▶ Task objective
Write each of the lines below as one string in a JSON list, one string per line, and omit any blank lines.
= = = = =
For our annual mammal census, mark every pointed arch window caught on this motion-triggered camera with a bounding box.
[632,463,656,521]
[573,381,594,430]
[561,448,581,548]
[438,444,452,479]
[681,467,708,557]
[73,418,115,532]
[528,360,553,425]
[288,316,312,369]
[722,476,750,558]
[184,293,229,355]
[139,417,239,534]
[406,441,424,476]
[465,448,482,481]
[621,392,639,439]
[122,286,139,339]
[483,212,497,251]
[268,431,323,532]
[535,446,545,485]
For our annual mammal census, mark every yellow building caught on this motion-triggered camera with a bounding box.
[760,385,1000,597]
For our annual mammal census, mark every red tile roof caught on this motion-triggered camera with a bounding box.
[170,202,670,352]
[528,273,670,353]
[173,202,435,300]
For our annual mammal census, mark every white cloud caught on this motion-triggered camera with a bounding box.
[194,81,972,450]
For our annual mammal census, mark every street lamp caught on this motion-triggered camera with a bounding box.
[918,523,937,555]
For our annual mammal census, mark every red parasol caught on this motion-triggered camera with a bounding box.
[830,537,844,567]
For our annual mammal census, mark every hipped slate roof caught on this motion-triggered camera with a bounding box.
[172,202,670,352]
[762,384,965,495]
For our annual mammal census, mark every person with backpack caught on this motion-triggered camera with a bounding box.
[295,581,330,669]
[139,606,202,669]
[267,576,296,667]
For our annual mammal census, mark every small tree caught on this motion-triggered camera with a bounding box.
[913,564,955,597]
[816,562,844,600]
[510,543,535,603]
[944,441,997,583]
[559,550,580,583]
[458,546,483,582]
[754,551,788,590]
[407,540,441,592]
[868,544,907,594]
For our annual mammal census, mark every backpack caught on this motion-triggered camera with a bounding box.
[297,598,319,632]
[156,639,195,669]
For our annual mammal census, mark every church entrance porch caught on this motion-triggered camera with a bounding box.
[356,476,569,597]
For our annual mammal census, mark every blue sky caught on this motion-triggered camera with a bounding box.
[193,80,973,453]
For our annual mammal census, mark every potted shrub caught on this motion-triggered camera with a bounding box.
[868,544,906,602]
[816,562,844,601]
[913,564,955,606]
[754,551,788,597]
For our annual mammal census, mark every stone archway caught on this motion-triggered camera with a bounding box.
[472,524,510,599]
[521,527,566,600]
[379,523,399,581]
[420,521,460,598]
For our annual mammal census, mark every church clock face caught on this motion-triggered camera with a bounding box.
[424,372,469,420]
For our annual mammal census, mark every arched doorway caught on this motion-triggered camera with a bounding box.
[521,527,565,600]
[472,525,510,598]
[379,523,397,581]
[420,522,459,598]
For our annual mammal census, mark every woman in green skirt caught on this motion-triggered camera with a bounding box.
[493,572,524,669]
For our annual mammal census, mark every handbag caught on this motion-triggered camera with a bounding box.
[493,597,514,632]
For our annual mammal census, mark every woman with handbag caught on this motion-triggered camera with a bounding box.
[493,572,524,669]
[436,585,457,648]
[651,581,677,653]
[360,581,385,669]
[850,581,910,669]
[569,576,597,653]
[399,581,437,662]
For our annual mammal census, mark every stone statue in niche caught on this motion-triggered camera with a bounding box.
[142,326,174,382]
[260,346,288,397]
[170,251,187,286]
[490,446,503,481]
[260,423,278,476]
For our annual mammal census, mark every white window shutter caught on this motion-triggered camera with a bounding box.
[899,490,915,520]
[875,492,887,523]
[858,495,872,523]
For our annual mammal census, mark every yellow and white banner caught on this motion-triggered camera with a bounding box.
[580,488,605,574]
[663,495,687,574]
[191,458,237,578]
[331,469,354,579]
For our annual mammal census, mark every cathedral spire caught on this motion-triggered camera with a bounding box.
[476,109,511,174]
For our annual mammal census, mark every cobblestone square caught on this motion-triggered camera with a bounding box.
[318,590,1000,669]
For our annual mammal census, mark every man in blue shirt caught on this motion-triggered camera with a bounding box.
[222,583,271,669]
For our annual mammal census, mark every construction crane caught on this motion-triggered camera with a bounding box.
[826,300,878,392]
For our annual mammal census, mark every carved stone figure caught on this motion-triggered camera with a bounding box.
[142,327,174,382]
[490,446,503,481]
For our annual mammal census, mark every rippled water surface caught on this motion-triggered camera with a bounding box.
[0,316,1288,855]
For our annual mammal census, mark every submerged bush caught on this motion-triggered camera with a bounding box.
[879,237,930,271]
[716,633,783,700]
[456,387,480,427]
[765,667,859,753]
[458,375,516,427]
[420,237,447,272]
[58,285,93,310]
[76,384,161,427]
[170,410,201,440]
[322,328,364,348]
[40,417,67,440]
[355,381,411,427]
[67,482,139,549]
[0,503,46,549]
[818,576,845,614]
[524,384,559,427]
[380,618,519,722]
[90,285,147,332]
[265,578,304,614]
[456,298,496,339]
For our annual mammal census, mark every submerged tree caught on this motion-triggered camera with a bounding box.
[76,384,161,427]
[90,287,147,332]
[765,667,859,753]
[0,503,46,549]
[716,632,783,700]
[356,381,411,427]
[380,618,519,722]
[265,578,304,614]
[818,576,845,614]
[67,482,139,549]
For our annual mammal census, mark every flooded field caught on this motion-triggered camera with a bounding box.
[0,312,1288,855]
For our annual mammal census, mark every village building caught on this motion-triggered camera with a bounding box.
= = = = =
▶ Solved exercise
[
  "For our annual mammal census, mark every pointed arch window caught on this motion-triggered camera with a bounding box.",
  "[632,463,656,521]",
  "[573,381,594,430]",
  "[561,448,581,548]",
  "[438,444,452,479]",
  "[681,467,708,557]",
  "[73,418,115,532]",
  "[528,360,553,425]",
  "[288,316,312,369]",
  "[722,476,750,558]",
  "[184,293,229,355]",
  "[139,417,239,534]",
  "[406,441,424,476]",
  "[465,448,482,481]",
  "[621,392,639,439]",
  "[122,286,139,339]",
  "[483,212,497,251]",
  "[268,431,323,532]",
  "[535,446,545,485]",
  "For our annual mammal census, mark every yellow building caught on this motion-triggered camera with a bounding box.",
  "[760,385,1000,597]",
  "For our annual mammal census, mark every red tile roof caught on this motion-triggered camera with a bounding box.",
  "[170,202,670,352]",
  "[528,273,670,353]",
  "[173,202,435,300]",
  "For our annual mammal census, mark every white cloud caught on this motion-triggered camera with a bounding box.",
  "[194,81,972,450]",
  "For our annual mammal census, mark every street lamp caught on this motion-triggered camera with a bounding box.",
  "[918,523,937,555]",
  "For our annual mammal census, mark every red parasol caught on this motion-triggered camera with a bounding box.",
  "[830,537,844,567]",
  "For our annual mammal census, mark every hipped slate roof caught on this motion-triggered camera with a bounding box.",
  "[172,202,670,352]",
  "[762,384,965,495]",
  "For our annual mammal census, mark every person with backpack caught on this motion-triggered camera with a bounding box.",
  "[295,581,330,669]",
  "[139,606,202,669]",
  "[267,576,296,667]",
  "For our annual mammal census, mark every small tree caught on this motion-triggered camera with a bounding box.",
  "[913,564,955,597]",
  "[816,562,844,600]",
  "[510,543,535,603]",
  "[944,441,997,583]",
  "[559,550,580,583]",
  "[458,546,483,582]",
  "[754,551,788,590]",
  "[407,540,441,592]",
  "[868,544,907,594]",
  "For our annual mammal census, mark every backpack caught on this motion-triggered camera with a bounding box.",
  "[297,598,319,632]",
  "[156,639,195,669]",
  "For our annual mammal census, mark every church entrance porch caught on this motion-triggered camera with a bounding box.",
  "[356,476,569,597]",
  "For our annual mammal census, mark every blue sky caught on this motion-triggered camera with a bounding box.",
  "[193,80,973,453]",
  "For our annual mammal census, mark every potted shrub caught on this motion-triggered camera with a bounding box.",
  "[868,544,906,602]",
  "[816,562,844,601]",
  "[913,564,955,606]",
  "[754,551,788,597]",
  "For our annual mammal census, mark every stone archway caught on this motion-triggered camera with a bounding box.",
  "[472,524,510,599]",
  "[521,527,566,600]",
  "[379,523,399,581]",
  "[420,521,460,598]",
  "For our annual mammal census, mark every church clock face caught on this motion-triggered camera with a bounding box.",
  "[424,372,469,420]",
  "For our annual mammal census, mark every arched doorway caught on this motion-triggered camera with a bounding box.",
  "[521,527,565,600]",
  "[472,525,510,598]",
  "[379,523,397,581]",
  "[420,522,459,598]",
  "For our annual mammal census, mark every woman in green skirt caught on this motion-triggered camera with a bounding box.",
  "[493,572,524,669]",
  "For our annual mammal census, mark every handbag caught on this motion-triggered camera with a bounding box.",
  "[493,597,514,632]",
  "For our annual mammal census, mark every woman with handbag caught on this motion-triggered camera with a bounding box.",
  "[493,572,524,669]",
  "[436,585,457,648]",
  "[651,581,677,653]",
  "[360,581,385,669]",
  "[850,581,910,669]",
  "[569,576,597,653]",
  "[399,581,437,662]",
  "For our annual mammal census, mark every stone statue in niche caught on this motion-triggered camera with a bounding box.",
  "[142,326,174,382]",
  "[260,346,288,397]",
  "[170,251,187,286]",
  "[490,446,503,481]",
  "[260,423,278,476]",
  "For our annual mammal census, mark every white window shutter caught on this motion-triggered camera with a bounding box.",
  "[899,490,915,520]",
  "[875,492,887,523]",
  "[858,495,872,523]",
  "For our annual mammal census, mark every yellow and white banner caught on this motion-triggered camera with a bounding box.",
  "[580,488,605,574]",
  "[663,495,687,574]",
  "[191,458,237,578]",
  "[331,469,354,579]",
  "For our annual mammal census, mark every cathedral spire caught on this motion-triggered camera with a bounding box.",
  "[476,109,511,174]",
  "For our annual mammal census, mark every cobblestone square caught on this motion-triggered camera with a bounding box.",
  "[318,590,1000,669]",
  "For our annual mammal census, mark every man in blue shirt caught on this motion-triggered camera with a bounding box.",
  "[222,583,271,669]",
  "For our annual mammal census, mark every construction crane caught on this motion-triggered camera with a bounding box.",
  "[826,300,878,392]",
  "For our annual mammal census, mark every carved stone figure caught on this motion-triggered camera with a bounding box.",
  "[142,327,174,382]",
  "[490,446,503,481]",
  "For our annual mammal census, mark every rippled water surface caught on this motion-triggered camera with a bounding box.",
  "[0,316,1288,855]",
  "For our annual mammal census, mark every submerged bush caught on this motion-triggered camera with a bounding box.",
  "[879,237,930,271]",
  "[716,633,783,700]",
  "[456,387,480,427]",
  "[765,667,859,753]",
  "[458,375,516,427]",
  "[420,237,447,272]",
  "[58,285,93,310]",
  "[76,384,161,427]",
  "[170,410,201,440]",
  "[322,328,364,348]",
  "[40,417,67,440]",
  "[355,381,411,427]",
  "[67,482,139,549]",
  "[0,503,46,549]",
  "[818,576,845,614]",
  "[524,384,559,427]",
  "[380,618,519,722]",
  "[90,285,147,332]",
  "[265,578,304,614]",
  "[456,298,496,339]",
  "For our annual mammal census, mark every submerged tree caught on this motion-triggered camera with a bounding box.",
  "[76,384,161,427]",
  "[90,287,147,332]",
  "[765,667,859,753]",
  "[0,503,46,549]",
  "[716,632,783,700]",
  "[356,381,411,427]",
  "[380,618,519,722]",
  "[265,578,304,614]",
  "[818,576,845,614]",
  "[67,482,139,549]",
  "For our annual mammal census, mark every flooded field caught on this motion-triggered camera with a bounding box.",
  "[0,312,1288,855]",
  "For our annual mammal census, mark every village building caught on this motion-triggered camera with a bounding box."
]